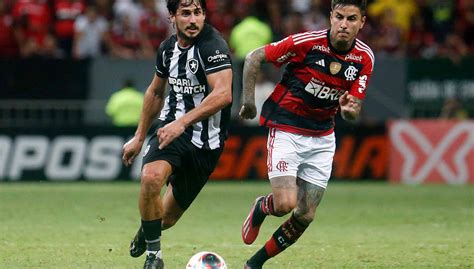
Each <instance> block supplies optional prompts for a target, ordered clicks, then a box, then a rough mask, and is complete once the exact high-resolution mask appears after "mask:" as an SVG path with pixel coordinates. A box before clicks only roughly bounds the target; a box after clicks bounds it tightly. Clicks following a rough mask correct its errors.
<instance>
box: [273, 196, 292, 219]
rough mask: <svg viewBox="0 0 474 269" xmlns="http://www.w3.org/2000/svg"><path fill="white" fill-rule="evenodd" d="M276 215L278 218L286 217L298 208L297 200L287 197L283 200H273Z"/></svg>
mask: <svg viewBox="0 0 474 269" xmlns="http://www.w3.org/2000/svg"><path fill="white" fill-rule="evenodd" d="M273 205H274V208H275V210H274V212H275V213H274V214H275V215H276V216H284V215H286V214H288V213H290V212H291V211H292V210H293V209H294V208H295V207H296V199H291V198H290V197H285V198H283V199H277V200H275V199H274V200H273Z"/></svg>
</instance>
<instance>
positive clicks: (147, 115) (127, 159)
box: [122, 74, 166, 166]
mask: <svg viewBox="0 0 474 269" xmlns="http://www.w3.org/2000/svg"><path fill="white" fill-rule="evenodd" d="M165 87H166V80H165V79H163V78H160V77H159V76H157V75H156V74H155V76H154V77H153V80H152V81H151V83H150V85H149V86H148V88H147V90H146V92H145V97H144V99H143V108H142V113H141V116H140V122H139V123H138V127H137V130H136V132H135V136H134V137H133V138H132V139H130V140H129V141H128V142H127V143H125V145H124V146H123V156H122V161H123V163H124V164H125V165H126V166H129V165H131V164H132V162H133V160H135V157H137V155H138V154H139V153H140V150H141V148H142V145H143V143H144V142H145V138H146V133H147V131H148V129H149V128H150V125H151V123H152V122H153V119H154V118H155V117H156V115H157V114H158V113H159V112H160V110H161V107H162V105H163V94H164V91H165Z"/></svg>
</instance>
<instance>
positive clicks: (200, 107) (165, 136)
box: [158, 69, 232, 149]
mask: <svg viewBox="0 0 474 269" xmlns="http://www.w3.org/2000/svg"><path fill="white" fill-rule="evenodd" d="M207 81H208V83H209V87H210V88H211V89H212V91H211V93H210V94H209V95H208V96H207V97H206V98H204V100H203V101H202V103H201V104H200V105H199V106H197V107H196V108H194V109H193V110H191V111H189V112H188V113H186V114H185V115H184V116H183V117H181V118H179V119H177V120H175V121H173V122H171V123H169V124H167V125H166V126H164V127H163V128H160V129H159V130H158V139H159V142H160V146H159V148H160V149H162V148H164V147H166V146H167V145H168V144H169V143H171V142H172V141H173V140H174V139H175V138H177V137H178V136H180V135H181V134H182V133H183V132H184V130H185V129H186V127H188V126H190V125H192V124H194V123H196V122H198V121H201V120H203V119H206V118H208V117H210V116H212V115H214V114H215V113H217V112H218V111H219V110H221V109H223V108H225V107H226V106H228V105H229V104H231V103H232V70H231V69H225V70H222V71H219V72H216V73H213V74H210V75H208V76H207Z"/></svg>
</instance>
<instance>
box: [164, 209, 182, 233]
mask: <svg viewBox="0 0 474 269" xmlns="http://www.w3.org/2000/svg"><path fill="white" fill-rule="evenodd" d="M180 217H181V215H176V214H167V213H165V214H164V215H163V219H162V220H161V229H162V230H166V229H168V228H171V227H173V226H174V225H175V224H176V222H178V220H179V218H180Z"/></svg>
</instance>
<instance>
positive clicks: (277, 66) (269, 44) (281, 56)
mask: <svg viewBox="0 0 474 269" xmlns="http://www.w3.org/2000/svg"><path fill="white" fill-rule="evenodd" d="M300 35H302V34H300ZM295 36H296V35H290V36H288V37H286V38H284V39H282V40H280V41H277V42H273V43H270V44H268V45H266V46H265V48H264V49H265V57H266V59H267V61H268V62H270V63H273V64H274V65H275V66H277V67H280V66H282V65H284V64H286V63H289V62H301V61H303V59H304V57H305V54H306V53H305V52H306V51H307V46H308V44H309V43H308V42H295Z"/></svg>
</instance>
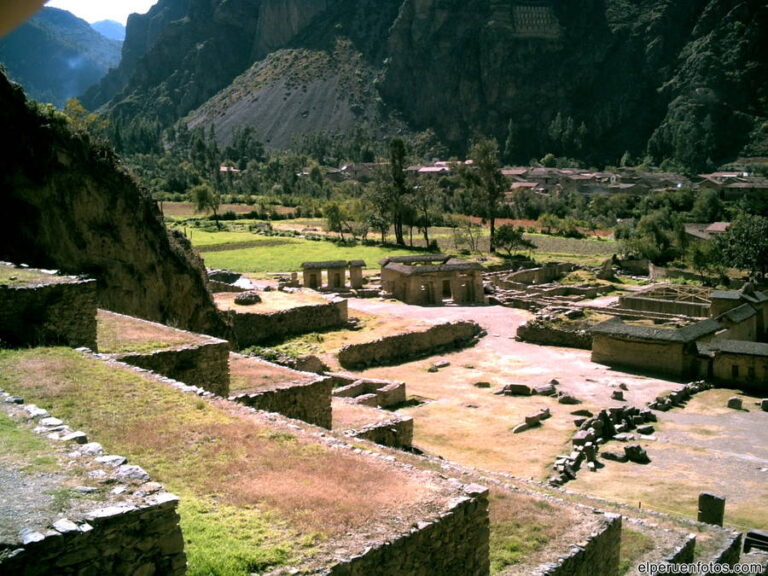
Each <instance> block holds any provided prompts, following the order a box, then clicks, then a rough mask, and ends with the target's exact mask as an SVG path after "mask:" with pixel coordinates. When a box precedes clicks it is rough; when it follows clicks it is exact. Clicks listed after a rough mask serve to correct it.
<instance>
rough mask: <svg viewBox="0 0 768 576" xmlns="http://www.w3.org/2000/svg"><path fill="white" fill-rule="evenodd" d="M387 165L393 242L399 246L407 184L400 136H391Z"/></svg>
mask: <svg viewBox="0 0 768 576" xmlns="http://www.w3.org/2000/svg"><path fill="white" fill-rule="evenodd" d="M389 165H390V176H391V178H392V182H391V191H390V193H391V200H392V205H391V210H392V224H393V226H394V228H395V242H396V243H397V244H399V245H401V246H405V237H404V236H403V223H404V222H403V221H404V213H405V203H406V196H407V195H408V186H407V184H406V181H405V142H403V140H402V139H400V138H393V139H392V140H391V141H390V142H389Z"/></svg>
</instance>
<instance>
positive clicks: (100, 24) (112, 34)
mask: <svg viewBox="0 0 768 576" xmlns="http://www.w3.org/2000/svg"><path fill="white" fill-rule="evenodd" d="M91 28H93V29H94V30H96V32H98V33H99V34H101V35H102V36H104V37H105V38H109V39H110V40H117V41H118V42H122V41H123V40H125V26H123V25H122V24H120V22H115V21H114V20H100V21H98V22H92V23H91Z"/></svg>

□ □ □ □

* **EXERCISE DESCRIPTION**
Give back the listing above, copied word for word, from its start up to and including the line containing "box: [273, 196, 292, 219]". Leave the pictures out.

* **ANSWER TO THIS PROBLEM**
Each <instance> block supplies optional prompts for a target, ordered clicks, then a box, then a rough mask, and is complete once the exact high-resolution mask appears after "mask:" as an SVG path with pixel coordinates. A box before clicks only roughly bounds the target; a box after clicks bounds it tightly. Clicks following a rough mask correct its errors.
<instance>
box: [273, 196, 292, 219]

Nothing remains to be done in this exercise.